> **TASK GOAL**: Replace "coordinates" with "positions" from the line containing "Could you point to the blue glass" through the end of the data, both ends included. Write out only those lines, otherwise unchanged.

Stored dataset items
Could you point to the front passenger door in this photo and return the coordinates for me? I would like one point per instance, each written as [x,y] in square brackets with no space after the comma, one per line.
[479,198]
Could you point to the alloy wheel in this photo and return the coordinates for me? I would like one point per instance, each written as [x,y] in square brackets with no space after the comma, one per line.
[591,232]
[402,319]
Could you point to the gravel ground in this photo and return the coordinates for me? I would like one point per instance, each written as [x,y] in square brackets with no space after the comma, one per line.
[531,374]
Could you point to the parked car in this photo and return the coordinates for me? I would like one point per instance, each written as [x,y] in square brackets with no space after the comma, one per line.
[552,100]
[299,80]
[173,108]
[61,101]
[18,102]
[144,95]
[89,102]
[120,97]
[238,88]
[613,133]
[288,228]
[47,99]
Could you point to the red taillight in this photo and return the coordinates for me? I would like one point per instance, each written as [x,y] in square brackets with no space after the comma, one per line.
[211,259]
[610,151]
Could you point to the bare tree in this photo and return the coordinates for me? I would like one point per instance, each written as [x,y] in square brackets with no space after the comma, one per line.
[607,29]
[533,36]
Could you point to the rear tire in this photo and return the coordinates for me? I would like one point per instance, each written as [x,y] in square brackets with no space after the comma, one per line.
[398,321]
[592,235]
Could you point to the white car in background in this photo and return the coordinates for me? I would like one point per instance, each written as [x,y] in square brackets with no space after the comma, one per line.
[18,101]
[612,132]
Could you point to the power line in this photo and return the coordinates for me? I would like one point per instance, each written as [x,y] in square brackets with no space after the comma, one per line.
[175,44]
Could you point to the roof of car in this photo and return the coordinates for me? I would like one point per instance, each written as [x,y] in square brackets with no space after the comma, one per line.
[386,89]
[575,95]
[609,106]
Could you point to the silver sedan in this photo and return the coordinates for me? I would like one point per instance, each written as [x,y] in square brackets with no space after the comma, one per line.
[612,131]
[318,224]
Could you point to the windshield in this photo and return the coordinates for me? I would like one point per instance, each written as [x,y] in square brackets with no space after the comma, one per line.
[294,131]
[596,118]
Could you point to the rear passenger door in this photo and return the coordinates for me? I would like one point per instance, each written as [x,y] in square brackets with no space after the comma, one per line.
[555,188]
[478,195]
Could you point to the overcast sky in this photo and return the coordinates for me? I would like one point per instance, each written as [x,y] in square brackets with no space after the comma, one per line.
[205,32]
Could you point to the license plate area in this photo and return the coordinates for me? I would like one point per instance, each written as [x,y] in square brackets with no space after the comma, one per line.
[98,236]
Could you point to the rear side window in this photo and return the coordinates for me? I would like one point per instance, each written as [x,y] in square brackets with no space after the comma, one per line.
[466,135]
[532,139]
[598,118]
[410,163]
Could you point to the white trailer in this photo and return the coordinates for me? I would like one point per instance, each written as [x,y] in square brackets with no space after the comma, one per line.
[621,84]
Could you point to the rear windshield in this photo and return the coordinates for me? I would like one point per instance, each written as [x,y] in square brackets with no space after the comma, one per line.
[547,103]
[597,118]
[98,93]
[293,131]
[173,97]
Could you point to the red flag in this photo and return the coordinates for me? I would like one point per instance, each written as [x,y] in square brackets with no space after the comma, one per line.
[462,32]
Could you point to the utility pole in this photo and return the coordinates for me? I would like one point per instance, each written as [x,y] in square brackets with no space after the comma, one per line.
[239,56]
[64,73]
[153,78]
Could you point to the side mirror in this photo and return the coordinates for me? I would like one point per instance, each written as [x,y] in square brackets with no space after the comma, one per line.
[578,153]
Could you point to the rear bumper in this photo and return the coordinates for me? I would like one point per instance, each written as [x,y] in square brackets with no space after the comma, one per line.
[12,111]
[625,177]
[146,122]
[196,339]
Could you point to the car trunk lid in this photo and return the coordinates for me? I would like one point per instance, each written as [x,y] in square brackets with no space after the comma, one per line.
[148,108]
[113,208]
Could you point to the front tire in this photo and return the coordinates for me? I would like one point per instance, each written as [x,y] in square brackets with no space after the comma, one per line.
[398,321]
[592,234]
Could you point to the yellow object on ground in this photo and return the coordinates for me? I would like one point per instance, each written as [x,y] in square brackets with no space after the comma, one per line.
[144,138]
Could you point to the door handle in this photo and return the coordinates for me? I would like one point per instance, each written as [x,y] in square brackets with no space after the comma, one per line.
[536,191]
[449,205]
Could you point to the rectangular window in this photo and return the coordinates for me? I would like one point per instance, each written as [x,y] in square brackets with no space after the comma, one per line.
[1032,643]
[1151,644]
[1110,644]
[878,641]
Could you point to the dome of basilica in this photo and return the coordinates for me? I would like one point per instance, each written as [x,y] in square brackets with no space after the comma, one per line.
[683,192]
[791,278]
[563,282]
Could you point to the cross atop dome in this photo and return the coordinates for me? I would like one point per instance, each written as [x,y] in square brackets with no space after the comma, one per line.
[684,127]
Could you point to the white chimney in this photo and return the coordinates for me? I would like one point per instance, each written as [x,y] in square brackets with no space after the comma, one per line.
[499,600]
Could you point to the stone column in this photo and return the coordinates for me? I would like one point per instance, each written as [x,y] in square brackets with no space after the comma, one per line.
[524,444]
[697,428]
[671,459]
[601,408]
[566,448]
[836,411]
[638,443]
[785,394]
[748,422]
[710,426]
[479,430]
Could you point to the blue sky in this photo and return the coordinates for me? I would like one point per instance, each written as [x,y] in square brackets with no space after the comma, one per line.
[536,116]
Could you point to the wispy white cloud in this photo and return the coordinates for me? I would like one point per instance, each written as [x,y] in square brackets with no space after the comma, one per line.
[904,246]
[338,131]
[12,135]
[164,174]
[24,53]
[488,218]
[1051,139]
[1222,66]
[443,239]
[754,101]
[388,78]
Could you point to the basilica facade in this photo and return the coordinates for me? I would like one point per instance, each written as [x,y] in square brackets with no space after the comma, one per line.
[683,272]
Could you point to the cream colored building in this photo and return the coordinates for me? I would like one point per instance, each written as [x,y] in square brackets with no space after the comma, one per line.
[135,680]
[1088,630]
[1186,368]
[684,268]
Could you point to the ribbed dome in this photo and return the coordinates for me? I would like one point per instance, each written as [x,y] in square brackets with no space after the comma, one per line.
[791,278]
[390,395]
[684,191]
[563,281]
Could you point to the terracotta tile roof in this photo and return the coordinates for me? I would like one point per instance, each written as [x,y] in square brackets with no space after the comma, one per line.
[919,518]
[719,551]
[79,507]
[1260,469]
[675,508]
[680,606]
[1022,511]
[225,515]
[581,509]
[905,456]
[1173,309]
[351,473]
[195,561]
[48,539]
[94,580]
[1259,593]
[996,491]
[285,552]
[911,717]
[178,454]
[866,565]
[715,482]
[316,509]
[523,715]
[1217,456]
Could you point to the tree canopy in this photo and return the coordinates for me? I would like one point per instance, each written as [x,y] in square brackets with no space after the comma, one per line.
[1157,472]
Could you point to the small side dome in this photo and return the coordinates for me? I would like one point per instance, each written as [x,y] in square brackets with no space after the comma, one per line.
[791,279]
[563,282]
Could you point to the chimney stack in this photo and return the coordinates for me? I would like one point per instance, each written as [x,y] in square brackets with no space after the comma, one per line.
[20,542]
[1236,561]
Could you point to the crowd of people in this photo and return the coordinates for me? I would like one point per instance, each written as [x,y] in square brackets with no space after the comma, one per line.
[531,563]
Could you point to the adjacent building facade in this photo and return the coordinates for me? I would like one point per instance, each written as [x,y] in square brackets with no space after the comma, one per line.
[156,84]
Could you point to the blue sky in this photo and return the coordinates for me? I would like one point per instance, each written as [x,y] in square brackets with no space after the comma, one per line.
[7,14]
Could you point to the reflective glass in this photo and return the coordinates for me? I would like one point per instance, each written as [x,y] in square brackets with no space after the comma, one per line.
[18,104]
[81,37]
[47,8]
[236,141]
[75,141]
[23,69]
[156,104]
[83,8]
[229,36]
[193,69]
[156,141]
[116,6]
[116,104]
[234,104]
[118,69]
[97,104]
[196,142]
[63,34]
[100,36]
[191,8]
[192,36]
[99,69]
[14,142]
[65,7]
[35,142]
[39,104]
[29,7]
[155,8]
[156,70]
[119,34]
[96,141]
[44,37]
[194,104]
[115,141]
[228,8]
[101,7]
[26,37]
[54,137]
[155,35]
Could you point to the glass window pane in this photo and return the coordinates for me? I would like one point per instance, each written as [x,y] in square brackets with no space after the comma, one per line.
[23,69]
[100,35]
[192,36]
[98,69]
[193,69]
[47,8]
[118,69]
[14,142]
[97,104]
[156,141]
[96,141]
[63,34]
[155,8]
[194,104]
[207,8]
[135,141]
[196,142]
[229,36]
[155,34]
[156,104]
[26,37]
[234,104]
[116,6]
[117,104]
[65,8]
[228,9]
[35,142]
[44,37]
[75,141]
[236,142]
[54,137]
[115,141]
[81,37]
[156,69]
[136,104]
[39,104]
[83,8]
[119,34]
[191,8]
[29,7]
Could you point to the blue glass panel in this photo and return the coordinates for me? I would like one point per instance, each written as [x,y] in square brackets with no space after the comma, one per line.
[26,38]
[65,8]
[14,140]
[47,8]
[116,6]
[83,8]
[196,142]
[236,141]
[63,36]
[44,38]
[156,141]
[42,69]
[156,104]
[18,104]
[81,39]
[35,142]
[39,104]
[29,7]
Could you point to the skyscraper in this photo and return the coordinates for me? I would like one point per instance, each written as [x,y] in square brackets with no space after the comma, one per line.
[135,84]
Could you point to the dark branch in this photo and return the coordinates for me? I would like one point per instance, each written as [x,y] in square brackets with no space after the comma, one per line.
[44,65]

> **COMPLETED TASK**:
Could you point to the blue glass panel in this photo and return the positions for me? I would like one point per instance, each written as [x,y] in square brackets with no space after the comma, one per line.
[26,38]
[65,8]
[14,140]
[47,8]
[116,6]
[83,8]
[196,142]
[236,141]
[63,36]
[44,38]
[156,141]
[42,69]
[156,104]
[18,104]
[81,39]
[35,142]
[39,104]
[29,7]
Could you point to the skyscraper in this photo and return the positions for me? I would like one point per instance, each written as [x,y] in square brackets with no space after the comma, one per line.
[135,84]
Could you point to the dark branch in this photo and return the positions for me? I would like one point per instance, each written as [x,y] in square brackets with no space after the comma, one per line.
[44,65]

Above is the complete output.